-- Start of GIVEN DATA --

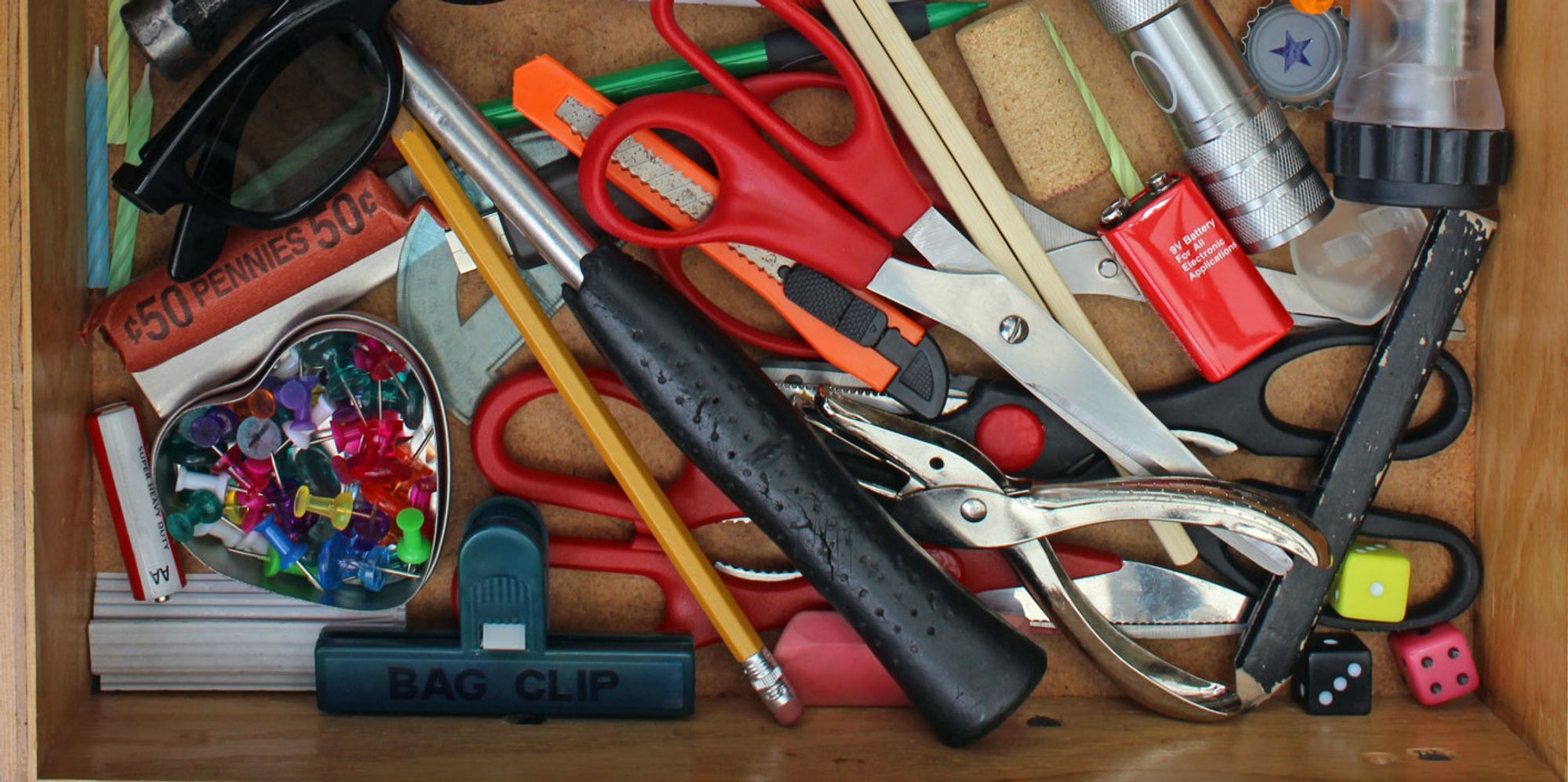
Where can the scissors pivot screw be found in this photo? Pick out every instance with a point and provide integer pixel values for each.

-- End of GIVEN DATA --
-- Start of GIVEN DATA --

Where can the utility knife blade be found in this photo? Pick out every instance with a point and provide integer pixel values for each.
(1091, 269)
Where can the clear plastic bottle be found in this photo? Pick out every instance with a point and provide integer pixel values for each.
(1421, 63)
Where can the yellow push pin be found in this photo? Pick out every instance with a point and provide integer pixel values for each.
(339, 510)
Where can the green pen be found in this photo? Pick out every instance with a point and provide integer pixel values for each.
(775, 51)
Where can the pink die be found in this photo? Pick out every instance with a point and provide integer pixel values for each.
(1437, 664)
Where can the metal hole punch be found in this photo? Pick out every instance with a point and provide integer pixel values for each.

-- End of GIVEN DATA --

◆ THE PROBLEM
Return every line of the records above that contains the word "each", treating uppercase and lowercase letters as distinct.

◆ ANSWER TO THIS EXERCISE
Where can the scissors pivot screw be found in this photo? Pick out every instance with a point and provide integer pixel values for each.
Where can the utility knife blade be found in this photo? Pick out every instance with a point and provide integer pixel values for each.
Where can the clear plastic bottle be found in this photo? Pick out every instance with a point and provide integer pixel values for each.
Where can the yellow push pin be found in this photo? Pick out every instance with a point and provide integer pixel values for each.
Where can the green pen be found in this photo? Pick out every instance with a point and provide integer pixel values for each.
Where can the pink die be found in this photo? Pick out every instance with a point and provide integer pixel values for each.
Where can the metal hole punch be found in this photo? Pick out every instance with a point and provide integer pixel values for each.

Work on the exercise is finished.